> _Verilen Metin_:
━━━━━━━━━━
Türkiye sivil havacılık sektörü altın çağını yaşıyor

Ersel Göral, İstanbul’un yeni havalimanının dünyada tedirginlik yarattığını ancak İSG’nin açılışı sabırsızlıkla beklediğini belirtiyor; “Tatlı rekabetten biz de nemalanacağız” diye ekliyor.
İSG 1 Mayıs 2018’de Sabiha Gökçen Havalimanı’nın işletmesini devralışının 10’uncu yıldönümünü kutladı. Bu 10 yıllık süreçte Türkiye sivil havacılık sektörü ‘serbestleşme’ sonrası altın çağını yaşarken Sabiha Gökçen Havalimanı da bu rüzgarın da etkisiyle yolcu sayısını 4 milyondan 30 milyonun üstüne çıkardı. Şimdi Türkiye havacılık sektörü yine ciddi bir dönüşümün eşiğinde. Dünyanın en büyük havalimanı olacak İstanbul Yeni Havalimanı 29 Ekim’de açılıyor. İstanbul Sabiha Gökçen Uluslararası Havalimanı’nın terminal işletmecisi İSG’nin CEO’su Ersel Göral, bunu ‘sektörde taşları yerinden oynatacak bir gelişme’ olarak nitelendiriyor. Yeni havalimanının İSG’ye daha da ivme katacağını söyleyen Göral, “Biz yeni havalimanın açılmasını sabırsızlıkla bekliyoruz. Ama birçok hub havalimanı tedirgin ve rahatsız” diyor.
PARİS’İ DE DUBAİ’Yİ DE SAYABİLİRİM
Bu sizin 10. yılınız. Biraz bu 10 yıllık süreçten bahseder misiniz… Önemli yapı taşları neler oldu bu sürecin? 
Bu 10 yılda birçok hikaye yaşanmış. 10 yıl önce 4 milyon yolcuya hizmet verirken, bu sene 34 milyonun üzerinde yolcu hedefimiz var. 2009-2017 yılları arasında 7 yıl üst üste yolcu sayısı bakımından ‘Avrupa’nın en hızlı büyüyen havalimanı’ oldu. Bu artış devam edecek gibi görünüyor. Önümüzdeki 4 yılda her yıl boyunca da çift haneli büyüme hedefmiz var.  2022’de en az 45 milyon yolcu hedefliyoruz.
━━━━━━━━━━
Sınırlayıcı kutu etiketleme kayıtları
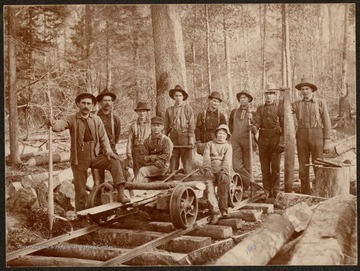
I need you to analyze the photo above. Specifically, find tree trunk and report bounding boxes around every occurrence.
[340,3,349,97]
[151,5,187,116]
[6,6,21,167]
[223,6,234,108]
[205,5,212,94]
[313,166,350,198]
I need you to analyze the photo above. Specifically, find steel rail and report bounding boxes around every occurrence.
[6,225,101,262]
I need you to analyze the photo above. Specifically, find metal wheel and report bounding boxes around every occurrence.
[230,173,244,203]
[87,183,116,225]
[169,185,198,229]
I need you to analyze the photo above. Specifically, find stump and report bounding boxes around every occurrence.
[313,166,350,198]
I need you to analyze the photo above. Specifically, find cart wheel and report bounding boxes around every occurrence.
[87,183,116,225]
[230,173,244,203]
[169,185,198,229]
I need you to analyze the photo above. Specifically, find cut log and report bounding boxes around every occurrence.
[214,214,294,266]
[7,255,102,267]
[226,210,262,222]
[125,182,205,190]
[215,203,311,265]
[313,166,350,198]
[27,152,70,166]
[327,135,356,157]
[289,195,356,265]
[274,192,327,209]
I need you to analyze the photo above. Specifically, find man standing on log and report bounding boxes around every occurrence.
[134,117,173,182]
[164,85,195,174]
[50,92,130,211]
[126,102,151,176]
[293,78,331,194]
[91,88,121,185]
[229,90,257,191]
[195,91,226,155]
[254,84,284,198]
━━━━━━━━━━
> _Çalışılacak Sorular_:
1: Havalimanı metnine göre:
(a) İSG, Sabiha Gökçen Havalimanı'nın işletmesini devralışının 10'uncu yıldönümünü hangi tarihte kutladı?
(b) İstanbul Yeni Havalimanı hangi tarihte açılıyor?
(c) İSG 2022 yılı için en az kaç yolcu hedefliyor?
2: Havalimanı metninde "PARİS’İ DE DUBAİ’Yİ" ifadesinden "milyon yolcu hedefliyoruz." ifadesine kadar olan bölümü harfi harfine yazıya geçirir misiniz?
3: Havalimanı metnindeki "Dünyanın en büyük havalimanı olacak İstanbul Yeni Havalimanı 29 Ekim’de açılıyor." cümlesini İngilizceye çevirir misiniz?

> _Yanıtlar_:
1:
(a) 1 Mayıs 2018'de.
(b) 29 Ekim'de.
(c) En az 45 milyon yolcu.

2:
PARİS’İ DE DUBAİ’Yİ DE SAYABİLİRİM
Bu sizin 10. yılınız. Biraz bu 10 yıllık süreçten bahseder misiniz… Önemli yapı taşları neler oldu bu sürecin? 
Bu 10 yılda birçok hikaye yaşanmış. 10 yıl önce 4 milyon yolcuya hizmet verirken, bu sene 34 milyonun üzerinde yolcu hedefimiz var. 2009-2017 yılları arasında 7 yıl üst üste yolcu sayısı bakımından ‘Avrupa’nın en hızlı büyüyen havalimanı’ oldu. Bu artış devam edecek gibi görünüyor. Önümüzdeki 4 yılda her yıl boyunca da çift haneli büyüme hedefmiz var.  2022’de en az 45 milyon yolcu hedefliyoruz.

3: Istanbul New Airport, which will be the largest airport in the world, is opening on October 29.